(What the task requires) Identify every line in the records that contains the string "tail", treating case as significant, and copy each of those lines.

(Labeled area outline records)
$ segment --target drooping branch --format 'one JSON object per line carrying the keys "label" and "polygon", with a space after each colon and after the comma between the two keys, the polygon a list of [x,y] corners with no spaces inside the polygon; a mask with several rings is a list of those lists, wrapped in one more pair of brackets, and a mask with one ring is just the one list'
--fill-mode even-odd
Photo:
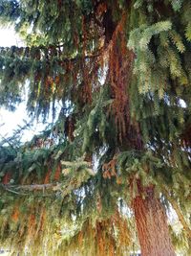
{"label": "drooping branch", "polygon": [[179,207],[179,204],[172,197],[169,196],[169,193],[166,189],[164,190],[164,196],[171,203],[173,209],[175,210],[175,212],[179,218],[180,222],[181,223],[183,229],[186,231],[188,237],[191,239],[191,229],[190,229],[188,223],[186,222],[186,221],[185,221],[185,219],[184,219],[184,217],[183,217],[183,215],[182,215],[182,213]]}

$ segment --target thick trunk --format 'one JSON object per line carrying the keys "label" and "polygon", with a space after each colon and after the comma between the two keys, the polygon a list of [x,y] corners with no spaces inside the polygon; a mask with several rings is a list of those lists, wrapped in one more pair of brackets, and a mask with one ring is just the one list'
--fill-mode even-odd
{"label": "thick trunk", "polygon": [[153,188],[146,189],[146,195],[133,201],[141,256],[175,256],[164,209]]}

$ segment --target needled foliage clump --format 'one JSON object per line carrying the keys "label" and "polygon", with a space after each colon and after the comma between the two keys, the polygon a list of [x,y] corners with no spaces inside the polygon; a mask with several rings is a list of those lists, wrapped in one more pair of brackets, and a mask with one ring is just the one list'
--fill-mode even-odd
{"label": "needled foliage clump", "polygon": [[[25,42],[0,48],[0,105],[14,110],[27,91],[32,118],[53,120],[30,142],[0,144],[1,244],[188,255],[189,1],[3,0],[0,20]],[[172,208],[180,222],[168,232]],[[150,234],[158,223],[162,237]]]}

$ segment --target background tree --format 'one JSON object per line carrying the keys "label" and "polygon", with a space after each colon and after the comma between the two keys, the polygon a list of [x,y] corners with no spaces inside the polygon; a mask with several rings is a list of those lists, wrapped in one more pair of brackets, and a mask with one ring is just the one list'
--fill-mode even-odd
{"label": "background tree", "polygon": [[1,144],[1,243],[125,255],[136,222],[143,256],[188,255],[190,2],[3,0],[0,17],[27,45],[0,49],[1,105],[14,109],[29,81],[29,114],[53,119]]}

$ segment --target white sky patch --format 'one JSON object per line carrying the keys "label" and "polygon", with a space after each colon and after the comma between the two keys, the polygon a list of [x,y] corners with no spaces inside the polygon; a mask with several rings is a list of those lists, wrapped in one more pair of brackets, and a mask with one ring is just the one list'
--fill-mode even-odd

--

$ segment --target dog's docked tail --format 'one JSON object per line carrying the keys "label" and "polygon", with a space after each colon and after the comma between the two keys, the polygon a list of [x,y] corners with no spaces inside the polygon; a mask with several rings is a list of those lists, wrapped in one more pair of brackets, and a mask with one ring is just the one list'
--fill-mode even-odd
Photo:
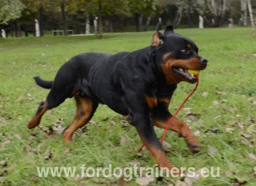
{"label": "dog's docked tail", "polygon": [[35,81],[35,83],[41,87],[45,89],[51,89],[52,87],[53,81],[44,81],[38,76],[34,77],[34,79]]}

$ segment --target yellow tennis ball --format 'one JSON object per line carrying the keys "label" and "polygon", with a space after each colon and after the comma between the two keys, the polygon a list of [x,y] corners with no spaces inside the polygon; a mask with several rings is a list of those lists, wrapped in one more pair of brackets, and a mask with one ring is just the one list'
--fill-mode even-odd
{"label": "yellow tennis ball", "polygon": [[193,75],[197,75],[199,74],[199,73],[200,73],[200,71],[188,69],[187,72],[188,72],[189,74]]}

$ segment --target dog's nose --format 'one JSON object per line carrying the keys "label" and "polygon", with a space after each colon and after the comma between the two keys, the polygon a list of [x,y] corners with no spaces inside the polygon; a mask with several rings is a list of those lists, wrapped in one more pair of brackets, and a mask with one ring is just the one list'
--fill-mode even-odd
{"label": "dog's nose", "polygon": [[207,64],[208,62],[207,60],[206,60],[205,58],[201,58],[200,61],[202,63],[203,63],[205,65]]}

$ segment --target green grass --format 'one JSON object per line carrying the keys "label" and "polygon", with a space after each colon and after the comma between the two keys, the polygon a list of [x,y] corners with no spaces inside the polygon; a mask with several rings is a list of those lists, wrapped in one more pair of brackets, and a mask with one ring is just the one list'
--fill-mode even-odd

--

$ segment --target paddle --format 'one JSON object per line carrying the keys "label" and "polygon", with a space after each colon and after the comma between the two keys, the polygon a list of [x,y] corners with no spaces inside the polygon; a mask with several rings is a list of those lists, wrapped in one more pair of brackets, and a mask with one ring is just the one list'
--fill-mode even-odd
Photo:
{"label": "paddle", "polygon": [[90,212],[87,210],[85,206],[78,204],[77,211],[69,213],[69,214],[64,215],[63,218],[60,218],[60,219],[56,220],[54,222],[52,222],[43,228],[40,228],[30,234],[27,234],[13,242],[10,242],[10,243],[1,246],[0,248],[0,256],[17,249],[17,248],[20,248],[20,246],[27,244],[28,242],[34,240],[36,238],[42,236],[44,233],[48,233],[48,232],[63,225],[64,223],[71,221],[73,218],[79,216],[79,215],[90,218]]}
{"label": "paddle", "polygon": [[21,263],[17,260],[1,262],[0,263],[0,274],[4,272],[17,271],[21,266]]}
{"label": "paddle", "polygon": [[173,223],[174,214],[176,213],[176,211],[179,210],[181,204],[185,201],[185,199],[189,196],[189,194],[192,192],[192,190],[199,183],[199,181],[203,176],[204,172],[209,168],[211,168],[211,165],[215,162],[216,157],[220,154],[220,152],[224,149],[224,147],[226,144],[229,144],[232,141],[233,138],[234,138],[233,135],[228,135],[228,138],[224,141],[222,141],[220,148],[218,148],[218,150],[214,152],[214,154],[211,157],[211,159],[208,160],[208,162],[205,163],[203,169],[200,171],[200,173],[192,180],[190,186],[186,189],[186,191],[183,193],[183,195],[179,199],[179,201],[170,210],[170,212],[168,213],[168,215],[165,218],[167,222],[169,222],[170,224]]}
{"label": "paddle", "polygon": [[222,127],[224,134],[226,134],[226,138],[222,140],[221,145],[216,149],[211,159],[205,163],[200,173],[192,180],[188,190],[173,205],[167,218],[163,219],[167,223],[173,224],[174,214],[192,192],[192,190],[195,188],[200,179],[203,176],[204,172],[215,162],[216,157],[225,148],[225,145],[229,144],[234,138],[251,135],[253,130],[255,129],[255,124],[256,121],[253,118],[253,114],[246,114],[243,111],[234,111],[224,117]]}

(Solution)
$ segment --target dog's docked tail --format 'one JSON object per line carrying the keys "label" and "polygon", with a space after each colon and after the comma between the two keys, the polygon a list of [x,y] corners with no spaces inside the polygon; a mask with several rings is a list of those lists, wrapped in one more pair of brackets, and a mask with one ring is just the one list'
{"label": "dog's docked tail", "polygon": [[35,81],[35,83],[41,87],[45,89],[51,89],[52,87],[53,81],[44,81],[38,76],[34,77],[34,79]]}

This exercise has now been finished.